The Grantha script descends from Brahmi. The modern form is chiefly used to write the Sanskrit language, including Vedic Sanskrit. It is used primarily in Tamil Nadu, and to a lesser extent in Sri Lanka and other parts of South India.

The Grantha script is frequently mixed with the Tamil script to write Sanskrit words. Grantha has also been used to write the Sanskrit words of Tamil Manipravalam—a mixed Sanskrit-Tamil language—though this usage has become rare. In addition, Grantha characters may occasionally be employed with the Tamil script in the writing systems of minority languages of southern India.

Historically, intermediate forms which gave rise to the Grantha script are attested as of the fourth century CE. The earliest examples are found in inscriptions of the early Pallava kings who ruled over parts of what is currently northern Tamil Nadu and southern Andhra Pradesh. Modern Grantha, which this encoding represents, belongs to the period after the thirteenth century CE.

Modern Grantha is frequently used by Tamil speakers to represent Sanskrit because Grantha’s large set of letters can represent all the sounds of Sanskrit without the use of diacritical marks. The Tamil script has a smaller repertoire of letters that requires diacritical marks to represent Sanskrit directly. This use of diacritical marks often leads to confusion regarding the pronunciation of Sanskrit when written in the Tamil script.

#15.14.2 Rendering Grantha

Although the Grantha script is visually similar to Tamil, its structure is similar to other Indic scripts that are used to write Sanskrit. Written Sanskrit requires support for stacked consonant structures.

#Consonant Clusters. Some consonant clusters are stacks, some consonant structures are a combination of ligatures and stacks, and some are just ligatures. Ligatures are often used instead of stacks, and consonant clusters are frequently written as a combination of ligatures and stacking.

The typical stack height found in print in non-Vedic Sanskrit is two elements, but it is three in Vedic Sanskrit. Stacks, like ligatures, are equivalent to single consonants for the purpose of application of vowel signs.

-.-.-

**STATED EXERCISE 1**
From the Grantha script passage, copy word for word the part that opens with the words containing "The typical stack" and closes with "of vowel signs.".
**STATED EXERCISE 2**
According to the Grantha script passage, what is the typical stack height in Vedic Sanskrit?

**INFORMATION SHOWN**
-.-.-

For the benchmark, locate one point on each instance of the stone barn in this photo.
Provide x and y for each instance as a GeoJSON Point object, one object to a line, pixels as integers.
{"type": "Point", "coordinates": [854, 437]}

-.-.-

**COMPLETE ANSWER 1**
The typical stack height found in print in non-Vedic Sanskrit is two elements, but it is three in Vedic Sanskrit. Stacks, like ligatures, are equivalent to single consonants for the purpose of application of vowel signs.

**COMPLETE ANSWER 2**
Three elements.